下のヤクルトスワローズの記事から、「14年ぶりリーグ優勝も、不在だった男」から始めて「塁打も1本しか打てなかった。」までを正確に書き写してください。
======== 本文抜粋
14年ぶりリーグ優勝も、不在だった男
昨シーズン、史上稀に見る大混戦となったセントラル・リーグを制した東京ヤクルトスワローズ。2年連続最下位から一気に頂点へと駆け上がったチームは、昨年届かなかった日本一へ向けて沖縄県浦添で始動した。
チームの強みは何と言っても強力打線。首位打者と最多安打の川端慎吾に、本塁打王と盗塁王、最高出塁率の山田哲人、そして打点王の畠山和洋と、セの野手タイトルは主軸3人が総ナメにした。
チーム打率.257はリーグトップで、総得点574は断トツ。そんな強力打線に“あの男”が帰ってくるとしたら…。各球団の投手陣も戦々恐々としていることだろう。
男の名はウラディミール・バレンティン。シーズン本塁打数の日本記録保持者である。
2011年から2013年までは3年連続で本塁打王を獲得。2014年まで4年続けて30本塁打以上を記録した助っ人だが、チームが14年ぶりのリーグ優勝を果たした昨年はわずか15試合の出場に留まり、本塁打も1本しか打てなかった。
================
======== データ
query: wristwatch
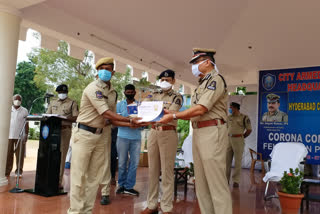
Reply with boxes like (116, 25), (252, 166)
(172, 114), (178, 120)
================
#### 解答
14年ぶりリーグ優勝も、不在だった男
昨シーズン、史上稀に見る大混戦となったセントラル・リーグを制した東京ヤクルトスワローズ。2年連続最下位から一気に頂点へと駆け上がったチームは、昨年届かなかった日本一へ向けて沖縄県浦添で始動した。
チームの強みは何と言っても強力打線。首位打者と最多安打の川端慎吾に、本塁打王と盗塁王、最高出塁率の山田哲人、そして打点王の畠山和洋と、セの野手タイトルは主軸3人が総ナメにした。
チーム打率.257はリーグトップで、総得点574は断トツ。そんな強力打線に“あの男”が帰ってくるとしたら…。各球団の投手陣も戦々恐々としていることだろう。
男の名はウラディミール・バレンティン。シーズン本塁打数の日本記録保持者である。
2011年から2013年までは3年連続で本塁打王を獲得。2014年まで4年続けて30本塁打以上を記録した助っ人だが、チームが14年ぶりのリーグ優勝を果たした昨年はわずか15試合の出場に留まり、本塁打も1本しか打てなかった。